## Exercise
The data below is to be copied exactly, line by line.

□ □ □ □

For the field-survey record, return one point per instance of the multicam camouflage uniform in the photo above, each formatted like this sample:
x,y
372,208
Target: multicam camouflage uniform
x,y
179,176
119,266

□ □ □ □

## Your response
For the field-survey record, return one point per instance of the multicam camouflage uniform in the photo above, each formatted like this sample:
x,y
372,208
Target: multicam camouflage uniform
x,y
179,176
119,266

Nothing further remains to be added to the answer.